TASK DIRECTIONS
Retype each of the entries below exactly as written.

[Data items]
++++++

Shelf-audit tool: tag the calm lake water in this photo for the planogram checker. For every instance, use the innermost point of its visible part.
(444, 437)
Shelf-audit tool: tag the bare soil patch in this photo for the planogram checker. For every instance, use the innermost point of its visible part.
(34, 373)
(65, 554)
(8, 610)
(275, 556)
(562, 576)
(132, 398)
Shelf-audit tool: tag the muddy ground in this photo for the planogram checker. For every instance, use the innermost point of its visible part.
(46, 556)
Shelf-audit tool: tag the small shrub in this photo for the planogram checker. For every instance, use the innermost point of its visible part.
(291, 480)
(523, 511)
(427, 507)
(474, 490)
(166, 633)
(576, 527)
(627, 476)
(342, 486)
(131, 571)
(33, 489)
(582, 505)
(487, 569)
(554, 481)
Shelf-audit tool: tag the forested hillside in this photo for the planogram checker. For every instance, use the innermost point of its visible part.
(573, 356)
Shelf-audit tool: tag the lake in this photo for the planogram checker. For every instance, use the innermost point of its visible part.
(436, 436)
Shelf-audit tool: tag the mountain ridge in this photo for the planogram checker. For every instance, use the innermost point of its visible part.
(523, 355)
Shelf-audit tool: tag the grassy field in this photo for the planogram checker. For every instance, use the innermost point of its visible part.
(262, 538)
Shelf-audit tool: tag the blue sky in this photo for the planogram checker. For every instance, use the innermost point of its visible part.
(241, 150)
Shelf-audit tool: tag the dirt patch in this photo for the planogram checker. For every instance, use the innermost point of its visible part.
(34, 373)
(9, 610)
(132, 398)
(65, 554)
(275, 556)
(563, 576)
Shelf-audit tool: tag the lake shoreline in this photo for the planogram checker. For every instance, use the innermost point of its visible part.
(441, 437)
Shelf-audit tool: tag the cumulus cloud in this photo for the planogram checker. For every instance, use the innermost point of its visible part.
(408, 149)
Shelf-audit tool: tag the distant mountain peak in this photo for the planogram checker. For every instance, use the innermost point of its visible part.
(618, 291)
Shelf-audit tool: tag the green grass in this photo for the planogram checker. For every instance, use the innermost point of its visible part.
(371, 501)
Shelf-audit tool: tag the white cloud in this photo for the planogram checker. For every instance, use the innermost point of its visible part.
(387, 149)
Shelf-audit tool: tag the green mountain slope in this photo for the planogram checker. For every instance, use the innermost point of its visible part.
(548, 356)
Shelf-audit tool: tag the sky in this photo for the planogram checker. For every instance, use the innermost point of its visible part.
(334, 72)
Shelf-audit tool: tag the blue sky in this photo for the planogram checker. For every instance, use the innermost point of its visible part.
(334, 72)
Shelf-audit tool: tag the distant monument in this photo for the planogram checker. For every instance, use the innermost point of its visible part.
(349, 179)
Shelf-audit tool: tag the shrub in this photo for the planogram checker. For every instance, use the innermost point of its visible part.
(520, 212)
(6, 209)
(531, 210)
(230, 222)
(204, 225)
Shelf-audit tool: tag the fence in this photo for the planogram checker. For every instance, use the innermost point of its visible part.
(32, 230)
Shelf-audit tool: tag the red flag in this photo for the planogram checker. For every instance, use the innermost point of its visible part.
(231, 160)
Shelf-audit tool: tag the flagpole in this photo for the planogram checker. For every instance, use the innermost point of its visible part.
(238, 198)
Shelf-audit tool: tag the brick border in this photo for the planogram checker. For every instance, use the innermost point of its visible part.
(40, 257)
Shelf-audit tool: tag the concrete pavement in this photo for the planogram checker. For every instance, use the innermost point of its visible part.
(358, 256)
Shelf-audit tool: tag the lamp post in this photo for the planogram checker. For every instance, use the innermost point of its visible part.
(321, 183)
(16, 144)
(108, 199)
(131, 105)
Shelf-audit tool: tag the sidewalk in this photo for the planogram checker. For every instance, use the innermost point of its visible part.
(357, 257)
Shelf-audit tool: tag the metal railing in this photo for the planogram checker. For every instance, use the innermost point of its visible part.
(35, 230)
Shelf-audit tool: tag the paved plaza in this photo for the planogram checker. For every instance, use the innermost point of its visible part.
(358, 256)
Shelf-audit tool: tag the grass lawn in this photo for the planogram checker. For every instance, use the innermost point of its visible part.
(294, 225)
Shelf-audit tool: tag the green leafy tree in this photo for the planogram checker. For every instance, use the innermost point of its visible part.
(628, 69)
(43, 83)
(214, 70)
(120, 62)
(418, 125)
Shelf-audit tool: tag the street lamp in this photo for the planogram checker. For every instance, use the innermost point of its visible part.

++++++

WRITTEN RESPONSE
Shelf-audit tool: tag the calm lake water in this photo for the planogram checker. For every instance, use the innermost point of its visible part.
(444, 437)
Shelf-audit tool: tag the bare soil patch in this photo for the planogram checker. For every instance, use the innermost point of its visible part.
(34, 373)
(65, 554)
(8, 610)
(275, 556)
(562, 576)
(132, 398)
Shelf-audit tool: tag the muddy ground in this photo for the planogram checker. For every instance, use the innermost point of its visible part.
(46, 556)
Shelf-audit tool: tag the small shrub in this photo for the planogram checker. For every instance, use the innermost point of its visible part.
(291, 480)
(523, 511)
(427, 507)
(474, 490)
(166, 633)
(576, 527)
(627, 476)
(342, 486)
(131, 571)
(33, 489)
(582, 505)
(487, 569)
(554, 481)
Shelf-audit tool: tag the forested hillside in this photo for the planogram checker. For every instance, use the innermost point of its visible part.
(573, 356)
Shelf-audit tool: tag the lake in this photo for the planogram checker. For every instance, use the innermost point of its visible part.
(436, 436)
Shelf-audit tool: tag the mountain ridge in this photo for the planogram checker. For every instance, use the innermost point of its visible part.
(523, 355)
Shelf-audit tool: tag the grassy field in this photo for the planogram checker. For every instance, use the innermost point of its visible part.
(262, 538)
Shelf-audit tool: tag the blue sky in this photo for the planogram checker. For every instance, use the innermost point of its visible part.
(241, 150)
Shelf-audit tool: tag the dirt patch in this photo for the planogram checker. For every instance, use the innermost point of its visible part.
(34, 373)
(9, 610)
(132, 398)
(65, 554)
(275, 556)
(563, 576)
Shelf-audit tool: tag the lake shoreline in this photo for the planogram checker. For every instance, use the innermost point of its visible part.
(441, 437)
Shelf-audit tool: tag the cumulus cloud in this photo for the planogram checker. For every instance, use the innermost point of its visible part.
(408, 149)
Shelf-audit tool: tag the distant mountain peak in this photo for the planogram checker. For every instance, use the innermost point of its visible part.
(618, 291)
Shelf-audit tool: tag the green grass in this photo for the planogram checker. For every instance, use the innermost point of its visible part.
(371, 501)
Shelf-audit tool: tag the white cloud in this photo for the planogram checker. For every instance, use the innermost point of its visible part.
(387, 149)
Shelf-audit tool: tag the green mountain slope in this photo for the planogram checker. For every instance, use the innermost point of its visible part.
(548, 356)
Shelf-audit tool: tag the sky in this photo for the planogram checker. For every instance, use the innermost point of its visible part.
(334, 72)
Shelf-audit tool: tag the blue sky in this photo for the planogram checker. For every instance, use the innermost point of its visible part.
(334, 72)
Shelf-audit tool: tag the distant monument in this photo for the planogram checker. For every instance, use the innermost point of its visible part.
(349, 179)
Shelf-audit tool: tag the shrub in this photo for the planogram checker. For every instance, use the innermost point of its visible part.
(520, 212)
(6, 209)
(531, 210)
(230, 222)
(204, 225)
Shelf-audit tool: tag the fence in this photo for the planogram checker. For every instance, use the innermost point of its visible part.
(32, 230)
Shelf-audit tool: tag the red flag in this photo for the planogram checker. For every instance, use the innermost point of its visible part.
(231, 160)
Shelf-audit tool: tag the flagpole in this photo for the planogram checker. For every instance, use the innermost point of its visible part.
(238, 198)
Shelf-audit tool: tag the brick border in this photo for the planogram checker. For every instance, use the innermost point of its visible part.
(40, 257)
Shelf-audit tool: tag the concrete pavement in this photo for the planogram checker. For every instance, use the innermost point of its visible part.
(358, 256)
Shelf-audit tool: tag the lamp post in this photo for the planogram checker. For every instance, use the innermost point of its visible part.
(321, 183)
(16, 144)
(108, 199)
(131, 105)
Shelf-audit tool: tag the sidewalk in this photo for the planogram checker. For every instance, use the innermost point of its visible part.
(357, 257)
Shelf-audit tool: tag the metal railing in this photo for the planogram checker. For every instance, use the innermost point of its visible part.
(35, 230)
Shelf-audit tool: tag the paved plaza in this photo for the planogram checker. For every instance, use the innermost point of its visible part.
(358, 256)
Shelf-audit tool: tag the grass lawn in this photo for the planogram checker. For every instance, use the innermost point of its visible part.
(294, 225)
Shelf-audit tool: tag the green leafy tree in this photo for the planogram checker. For every instance, use the innermost point of its visible part.
(628, 69)
(43, 83)
(214, 70)
(120, 62)
(418, 125)
Shelf-audit tool: tag the street lamp in this photo for the planogram checker. For every instance, use the innermost point of its visible part.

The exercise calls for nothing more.